Move the lines of the listing below into your reply, starting at the line that contains "Return one point for each instance of the white vanity" and continuing through the end of the listing, with the requests kept in. Add -129 to every coordinate in the answers.

::: EXERCISE MATERIAL

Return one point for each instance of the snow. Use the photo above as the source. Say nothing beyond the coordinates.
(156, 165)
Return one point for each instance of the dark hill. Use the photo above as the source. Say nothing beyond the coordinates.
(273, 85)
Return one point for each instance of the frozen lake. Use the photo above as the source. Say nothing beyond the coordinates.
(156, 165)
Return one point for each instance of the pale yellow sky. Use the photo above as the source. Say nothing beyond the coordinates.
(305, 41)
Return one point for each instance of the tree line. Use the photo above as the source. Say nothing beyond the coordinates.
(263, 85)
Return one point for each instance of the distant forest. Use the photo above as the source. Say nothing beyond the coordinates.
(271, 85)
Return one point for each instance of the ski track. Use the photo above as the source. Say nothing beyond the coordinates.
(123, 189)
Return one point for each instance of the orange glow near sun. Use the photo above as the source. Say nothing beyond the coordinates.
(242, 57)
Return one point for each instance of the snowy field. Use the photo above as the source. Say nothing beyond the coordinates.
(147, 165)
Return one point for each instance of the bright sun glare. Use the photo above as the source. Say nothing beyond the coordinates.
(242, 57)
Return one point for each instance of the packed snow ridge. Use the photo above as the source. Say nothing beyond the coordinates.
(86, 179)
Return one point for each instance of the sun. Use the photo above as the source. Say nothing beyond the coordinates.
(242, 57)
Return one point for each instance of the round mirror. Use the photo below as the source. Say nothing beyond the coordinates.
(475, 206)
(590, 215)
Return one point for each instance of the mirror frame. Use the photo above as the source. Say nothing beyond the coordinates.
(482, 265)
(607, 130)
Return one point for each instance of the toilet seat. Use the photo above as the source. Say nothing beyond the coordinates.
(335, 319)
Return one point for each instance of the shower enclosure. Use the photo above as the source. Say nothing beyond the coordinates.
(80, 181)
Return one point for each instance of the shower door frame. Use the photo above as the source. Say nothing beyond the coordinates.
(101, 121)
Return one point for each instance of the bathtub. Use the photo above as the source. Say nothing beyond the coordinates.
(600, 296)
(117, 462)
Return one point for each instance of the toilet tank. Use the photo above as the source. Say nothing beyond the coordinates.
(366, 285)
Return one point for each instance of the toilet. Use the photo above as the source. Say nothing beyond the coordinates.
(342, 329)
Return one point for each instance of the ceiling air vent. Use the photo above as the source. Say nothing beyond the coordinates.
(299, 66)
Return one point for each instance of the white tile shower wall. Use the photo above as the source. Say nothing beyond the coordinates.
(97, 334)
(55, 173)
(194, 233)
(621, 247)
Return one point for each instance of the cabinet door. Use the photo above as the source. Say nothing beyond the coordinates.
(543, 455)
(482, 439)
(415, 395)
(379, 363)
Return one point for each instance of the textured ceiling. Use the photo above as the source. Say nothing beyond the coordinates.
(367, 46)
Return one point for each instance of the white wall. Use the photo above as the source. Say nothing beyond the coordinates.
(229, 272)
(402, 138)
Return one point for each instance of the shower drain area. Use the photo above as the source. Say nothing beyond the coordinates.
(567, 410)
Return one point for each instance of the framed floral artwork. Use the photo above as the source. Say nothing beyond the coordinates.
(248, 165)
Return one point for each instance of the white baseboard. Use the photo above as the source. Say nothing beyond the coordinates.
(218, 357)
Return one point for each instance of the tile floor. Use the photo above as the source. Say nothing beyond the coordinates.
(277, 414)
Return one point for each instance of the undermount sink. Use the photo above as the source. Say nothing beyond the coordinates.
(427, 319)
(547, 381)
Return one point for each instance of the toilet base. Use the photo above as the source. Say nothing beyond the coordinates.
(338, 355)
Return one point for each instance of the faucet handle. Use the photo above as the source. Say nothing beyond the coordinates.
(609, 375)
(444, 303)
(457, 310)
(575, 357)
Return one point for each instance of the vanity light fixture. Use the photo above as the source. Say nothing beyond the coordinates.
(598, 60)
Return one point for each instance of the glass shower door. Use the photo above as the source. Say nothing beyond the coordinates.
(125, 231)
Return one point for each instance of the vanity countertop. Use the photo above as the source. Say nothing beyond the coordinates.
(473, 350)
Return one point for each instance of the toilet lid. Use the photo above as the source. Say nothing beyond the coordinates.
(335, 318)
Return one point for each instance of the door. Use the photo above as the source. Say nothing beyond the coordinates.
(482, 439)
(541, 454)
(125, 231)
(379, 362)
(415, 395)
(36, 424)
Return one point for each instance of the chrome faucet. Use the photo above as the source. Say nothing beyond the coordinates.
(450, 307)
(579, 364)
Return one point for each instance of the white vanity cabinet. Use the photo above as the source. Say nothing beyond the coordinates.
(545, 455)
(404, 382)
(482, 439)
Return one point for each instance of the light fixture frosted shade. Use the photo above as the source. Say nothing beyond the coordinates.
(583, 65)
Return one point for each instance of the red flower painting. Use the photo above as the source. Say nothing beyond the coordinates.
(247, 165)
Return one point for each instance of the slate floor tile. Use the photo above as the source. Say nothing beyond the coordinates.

::::::

ANSWER TO THIS TASK
Return one point for each instance of the white vanity cabinet. Use the photo above as the source. Say nothing beyond the coordinates.
(416, 326)
(275, 253)
(353, 310)
Return one point for each instance of the light fixture frosted shade. Use the photo above as the source. Say nothing beyond the coordinates.
(454, -64)
Return one point for each instance of the red flower painting. Use the photo above as the source. Say nothing beyond the coordinates.
(118, 36)
Return one point for each instance of the slate floor tile. Use the photo above as the source. Say nothing beyond the coordinates.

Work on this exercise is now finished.